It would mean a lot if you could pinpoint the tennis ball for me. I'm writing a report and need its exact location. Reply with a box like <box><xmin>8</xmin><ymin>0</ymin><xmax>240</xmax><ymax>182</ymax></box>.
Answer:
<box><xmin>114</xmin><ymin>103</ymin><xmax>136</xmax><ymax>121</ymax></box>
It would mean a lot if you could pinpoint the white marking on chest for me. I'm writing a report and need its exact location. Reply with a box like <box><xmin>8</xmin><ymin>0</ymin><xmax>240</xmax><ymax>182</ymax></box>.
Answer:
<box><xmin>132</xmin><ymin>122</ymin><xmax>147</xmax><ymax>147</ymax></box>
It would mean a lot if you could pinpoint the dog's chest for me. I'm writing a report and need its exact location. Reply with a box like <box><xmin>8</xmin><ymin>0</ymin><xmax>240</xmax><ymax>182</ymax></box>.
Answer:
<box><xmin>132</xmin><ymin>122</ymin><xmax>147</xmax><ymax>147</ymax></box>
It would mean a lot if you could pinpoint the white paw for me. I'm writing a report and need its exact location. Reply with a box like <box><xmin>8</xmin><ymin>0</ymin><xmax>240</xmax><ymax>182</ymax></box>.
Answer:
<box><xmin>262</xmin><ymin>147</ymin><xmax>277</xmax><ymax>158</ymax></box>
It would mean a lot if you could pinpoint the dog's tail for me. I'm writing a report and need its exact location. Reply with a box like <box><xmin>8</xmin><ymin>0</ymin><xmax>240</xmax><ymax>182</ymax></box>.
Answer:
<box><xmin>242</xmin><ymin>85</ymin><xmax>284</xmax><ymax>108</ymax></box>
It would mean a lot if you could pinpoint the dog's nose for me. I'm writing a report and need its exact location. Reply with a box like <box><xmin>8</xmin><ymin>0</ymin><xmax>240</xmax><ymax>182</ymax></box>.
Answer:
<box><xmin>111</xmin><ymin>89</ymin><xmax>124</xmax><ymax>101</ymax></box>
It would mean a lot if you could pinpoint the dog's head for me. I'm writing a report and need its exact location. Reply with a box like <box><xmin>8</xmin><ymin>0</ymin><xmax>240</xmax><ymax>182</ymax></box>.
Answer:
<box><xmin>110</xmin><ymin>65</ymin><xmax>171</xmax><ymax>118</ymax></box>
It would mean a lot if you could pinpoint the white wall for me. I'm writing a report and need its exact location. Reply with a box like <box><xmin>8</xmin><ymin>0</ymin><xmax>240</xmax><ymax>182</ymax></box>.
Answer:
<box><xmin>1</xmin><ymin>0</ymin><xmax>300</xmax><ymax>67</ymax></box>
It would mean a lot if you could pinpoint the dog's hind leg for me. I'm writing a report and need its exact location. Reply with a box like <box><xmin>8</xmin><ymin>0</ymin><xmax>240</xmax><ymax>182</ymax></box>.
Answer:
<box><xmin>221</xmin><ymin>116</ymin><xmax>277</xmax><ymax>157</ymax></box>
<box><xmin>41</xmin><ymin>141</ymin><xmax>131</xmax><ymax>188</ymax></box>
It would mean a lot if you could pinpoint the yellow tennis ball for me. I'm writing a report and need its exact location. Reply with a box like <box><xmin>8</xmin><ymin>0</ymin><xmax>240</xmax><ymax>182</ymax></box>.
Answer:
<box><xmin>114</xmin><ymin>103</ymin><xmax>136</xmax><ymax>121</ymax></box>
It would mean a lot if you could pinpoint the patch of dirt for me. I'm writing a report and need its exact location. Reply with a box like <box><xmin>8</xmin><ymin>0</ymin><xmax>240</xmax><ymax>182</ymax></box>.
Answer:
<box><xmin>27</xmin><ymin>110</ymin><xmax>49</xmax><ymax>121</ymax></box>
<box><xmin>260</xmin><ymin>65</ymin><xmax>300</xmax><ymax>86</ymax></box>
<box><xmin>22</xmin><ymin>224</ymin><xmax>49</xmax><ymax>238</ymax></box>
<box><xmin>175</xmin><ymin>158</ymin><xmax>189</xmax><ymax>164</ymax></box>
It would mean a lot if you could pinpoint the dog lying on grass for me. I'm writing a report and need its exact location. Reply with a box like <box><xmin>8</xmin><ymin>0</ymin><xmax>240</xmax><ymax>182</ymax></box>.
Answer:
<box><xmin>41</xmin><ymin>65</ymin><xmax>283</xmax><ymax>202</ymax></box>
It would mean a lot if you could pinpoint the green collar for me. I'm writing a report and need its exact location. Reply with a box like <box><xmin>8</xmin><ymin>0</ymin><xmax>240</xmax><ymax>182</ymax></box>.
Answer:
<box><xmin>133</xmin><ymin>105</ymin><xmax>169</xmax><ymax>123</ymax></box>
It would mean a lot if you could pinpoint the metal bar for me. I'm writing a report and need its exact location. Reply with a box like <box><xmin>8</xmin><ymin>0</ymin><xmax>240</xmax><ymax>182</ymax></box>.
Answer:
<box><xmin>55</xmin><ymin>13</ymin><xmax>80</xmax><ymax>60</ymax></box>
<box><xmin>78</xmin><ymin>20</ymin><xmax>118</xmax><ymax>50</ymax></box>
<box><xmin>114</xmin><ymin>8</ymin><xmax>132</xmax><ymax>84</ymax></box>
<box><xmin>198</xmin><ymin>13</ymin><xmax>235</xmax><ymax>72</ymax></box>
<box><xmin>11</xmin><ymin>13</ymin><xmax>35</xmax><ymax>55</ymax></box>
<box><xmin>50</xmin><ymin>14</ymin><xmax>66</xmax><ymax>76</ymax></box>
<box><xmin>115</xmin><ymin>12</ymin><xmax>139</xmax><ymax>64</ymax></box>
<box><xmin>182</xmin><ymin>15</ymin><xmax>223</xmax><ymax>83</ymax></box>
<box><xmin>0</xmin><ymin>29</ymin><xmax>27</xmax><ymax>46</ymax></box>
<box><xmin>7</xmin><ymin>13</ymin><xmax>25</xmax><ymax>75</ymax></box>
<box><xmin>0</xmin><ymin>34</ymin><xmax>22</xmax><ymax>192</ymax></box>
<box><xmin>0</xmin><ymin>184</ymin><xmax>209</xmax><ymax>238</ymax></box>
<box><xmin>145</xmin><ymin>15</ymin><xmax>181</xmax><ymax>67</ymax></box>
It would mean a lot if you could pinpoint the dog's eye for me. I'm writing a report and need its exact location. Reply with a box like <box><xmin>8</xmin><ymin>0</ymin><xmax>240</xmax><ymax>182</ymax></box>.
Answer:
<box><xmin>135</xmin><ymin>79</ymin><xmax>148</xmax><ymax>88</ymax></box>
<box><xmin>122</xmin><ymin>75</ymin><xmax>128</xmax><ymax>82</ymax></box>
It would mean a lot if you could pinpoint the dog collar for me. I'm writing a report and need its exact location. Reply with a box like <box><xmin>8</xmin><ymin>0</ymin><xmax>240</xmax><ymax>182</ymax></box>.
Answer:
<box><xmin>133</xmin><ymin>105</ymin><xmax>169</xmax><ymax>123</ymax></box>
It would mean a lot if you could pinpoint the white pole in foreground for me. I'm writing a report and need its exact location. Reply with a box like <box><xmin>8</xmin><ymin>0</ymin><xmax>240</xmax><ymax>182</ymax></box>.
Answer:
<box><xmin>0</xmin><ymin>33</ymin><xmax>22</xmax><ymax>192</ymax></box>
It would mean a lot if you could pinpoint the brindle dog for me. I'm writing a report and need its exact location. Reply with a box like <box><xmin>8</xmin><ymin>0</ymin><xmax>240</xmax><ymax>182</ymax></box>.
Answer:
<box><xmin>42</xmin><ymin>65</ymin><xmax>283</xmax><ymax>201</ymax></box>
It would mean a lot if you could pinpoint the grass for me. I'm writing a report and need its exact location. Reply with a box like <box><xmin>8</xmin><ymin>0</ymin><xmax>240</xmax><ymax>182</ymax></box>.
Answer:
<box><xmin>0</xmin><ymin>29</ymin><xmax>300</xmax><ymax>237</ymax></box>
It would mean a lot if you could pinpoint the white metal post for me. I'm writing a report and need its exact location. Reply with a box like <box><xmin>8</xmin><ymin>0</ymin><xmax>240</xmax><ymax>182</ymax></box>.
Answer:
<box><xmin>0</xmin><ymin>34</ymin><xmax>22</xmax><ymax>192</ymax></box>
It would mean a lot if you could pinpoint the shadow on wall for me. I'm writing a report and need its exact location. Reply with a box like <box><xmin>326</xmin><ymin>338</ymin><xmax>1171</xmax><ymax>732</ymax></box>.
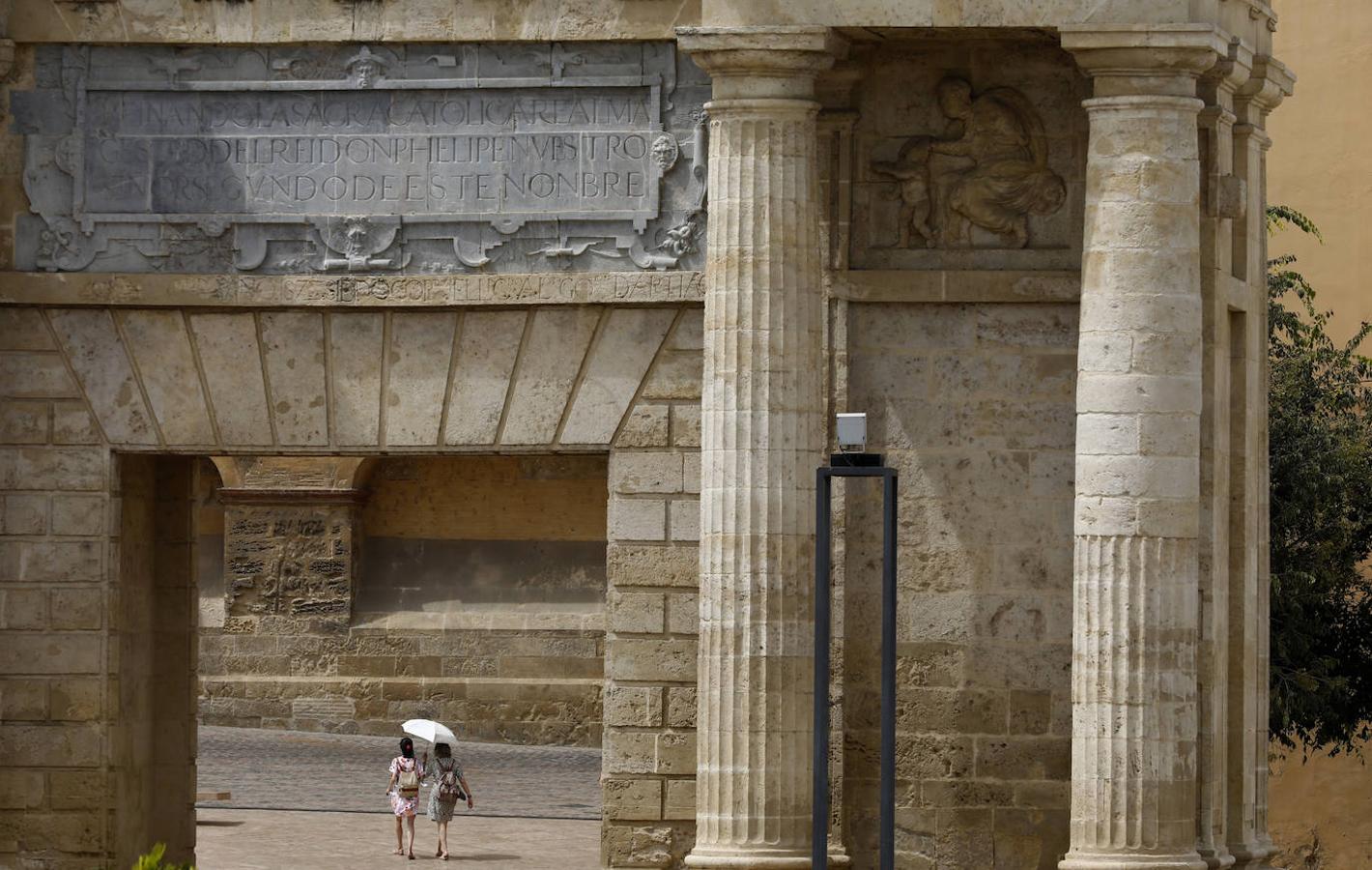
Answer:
<box><xmin>841</xmin><ymin>299</ymin><xmax>1077</xmax><ymax>870</ymax></box>
<box><xmin>354</xmin><ymin>455</ymin><xmax>608</xmax><ymax>614</ymax></box>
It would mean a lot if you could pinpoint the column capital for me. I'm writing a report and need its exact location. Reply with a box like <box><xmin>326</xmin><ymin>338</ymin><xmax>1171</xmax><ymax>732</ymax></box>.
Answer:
<box><xmin>1236</xmin><ymin>55</ymin><xmax>1295</xmax><ymax>120</ymax></box>
<box><xmin>676</xmin><ymin>26</ymin><xmax>846</xmax><ymax>102</ymax></box>
<box><xmin>1062</xmin><ymin>25</ymin><xmax>1231</xmax><ymax>98</ymax></box>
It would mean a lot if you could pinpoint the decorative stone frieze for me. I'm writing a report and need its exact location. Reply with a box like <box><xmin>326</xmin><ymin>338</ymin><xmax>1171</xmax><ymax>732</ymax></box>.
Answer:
<box><xmin>13</xmin><ymin>43</ymin><xmax>705</xmax><ymax>273</ymax></box>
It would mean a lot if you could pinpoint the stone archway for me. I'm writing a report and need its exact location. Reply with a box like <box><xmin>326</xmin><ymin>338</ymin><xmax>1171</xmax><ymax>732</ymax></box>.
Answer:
<box><xmin>0</xmin><ymin>304</ymin><xmax>701</xmax><ymax>863</ymax></box>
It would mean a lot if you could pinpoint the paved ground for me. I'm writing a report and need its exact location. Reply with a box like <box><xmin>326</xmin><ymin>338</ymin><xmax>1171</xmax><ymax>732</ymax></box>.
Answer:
<box><xmin>196</xmin><ymin>810</ymin><xmax>600</xmax><ymax>870</ymax></box>
<box><xmin>196</xmin><ymin>727</ymin><xmax>601</xmax><ymax>870</ymax></box>
<box><xmin>196</xmin><ymin>727</ymin><xmax>601</xmax><ymax>819</ymax></box>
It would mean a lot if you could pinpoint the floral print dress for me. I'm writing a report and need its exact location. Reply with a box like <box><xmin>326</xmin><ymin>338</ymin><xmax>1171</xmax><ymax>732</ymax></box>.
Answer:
<box><xmin>391</xmin><ymin>755</ymin><xmax>424</xmax><ymax>815</ymax></box>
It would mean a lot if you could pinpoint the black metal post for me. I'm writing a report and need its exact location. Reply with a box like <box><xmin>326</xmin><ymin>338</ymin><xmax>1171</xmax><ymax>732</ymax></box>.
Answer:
<box><xmin>881</xmin><ymin>468</ymin><xmax>896</xmax><ymax>870</ymax></box>
<box><xmin>811</xmin><ymin>452</ymin><xmax>899</xmax><ymax>870</ymax></box>
<box><xmin>810</xmin><ymin>468</ymin><xmax>832</xmax><ymax>867</ymax></box>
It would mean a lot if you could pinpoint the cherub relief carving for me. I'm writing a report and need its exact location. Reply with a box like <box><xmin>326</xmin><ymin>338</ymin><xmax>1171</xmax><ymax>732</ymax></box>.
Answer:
<box><xmin>872</xmin><ymin>78</ymin><xmax>1068</xmax><ymax>248</ymax></box>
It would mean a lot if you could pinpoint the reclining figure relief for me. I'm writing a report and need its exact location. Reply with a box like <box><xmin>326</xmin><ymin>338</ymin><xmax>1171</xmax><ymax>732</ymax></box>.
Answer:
<box><xmin>872</xmin><ymin>78</ymin><xmax>1068</xmax><ymax>248</ymax></box>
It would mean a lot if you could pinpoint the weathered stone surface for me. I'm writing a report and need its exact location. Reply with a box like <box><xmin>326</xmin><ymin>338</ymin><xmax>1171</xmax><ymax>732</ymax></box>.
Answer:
<box><xmin>500</xmin><ymin>308</ymin><xmax>601</xmax><ymax>445</ymax></box>
<box><xmin>15</xmin><ymin>43</ymin><xmax>705</xmax><ymax>273</ymax></box>
<box><xmin>386</xmin><ymin>314</ymin><xmax>457</xmax><ymax>446</ymax></box>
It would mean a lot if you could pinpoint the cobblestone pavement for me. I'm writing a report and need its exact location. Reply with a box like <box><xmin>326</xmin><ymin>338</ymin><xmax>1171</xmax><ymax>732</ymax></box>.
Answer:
<box><xmin>196</xmin><ymin>726</ymin><xmax>601</xmax><ymax>818</ymax></box>
<box><xmin>195</xmin><ymin>801</ymin><xmax>600</xmax><ymax>870</ymax></box>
· · · ·
Exercise prompt ▸
Reproduce the stretch from the line containing "It would mean a lot if you could pinpoint the reclining" through the end of the material, putting "presentation" in place of each "report" and keeping everything else the same.

Task result ▸
It would mean a lot if you could pinpoint the reclining figure relief for me. I'm writing a presentation and need its exact location. Reply with a box like <box><xmin>326</xmin><ymin>338</ymin><xmax>1171</xmax><ymax>732</ymax></box>.
Answer:
<box><xmin>872</xmin><ymin>78</ymin><xmax>1068</xmax><ymax>248</ymax></box>
It would mean a lot if you could pinpoint the weathered stone surface for me. I'm writing a presentation and need its exact location. Reply with a box like <box><xmin>326</xmin><ymin>338</ymin><xmax>1171</xmax><ymax>732</ymax></box>.
Answer:
<box><xmin>500</xmin><ymin>308</ymin><xmax>601</xmax><ymax>445</ymax></box>
<box><xmin>15</xmin><ymin>43</ymin><xmax>705</xmax><ymax>273</ymax></box>
<box><xmin>386</xmin><ymin>314</ymin><xmax>457</xmax><ymax>446</ymax></box>
It would mean a lot if you could pinpoint the cobblestone pavement for me. I'm writing a presentation and need its exact location. Reply with a box like <box><xmin>326</xmin><ymin>338</ymin><xmax>1171</xmax><ymax>732</ymax></box>.
Answer:
<box><xmin>196</xmin><ymin>726</ymin><xmax>601</xmax><ymax>818</ymax></box>
<box><xmin>195</xmin><ymin>801</ymin><xmax>600</xmax><ymax>870</ymax></box>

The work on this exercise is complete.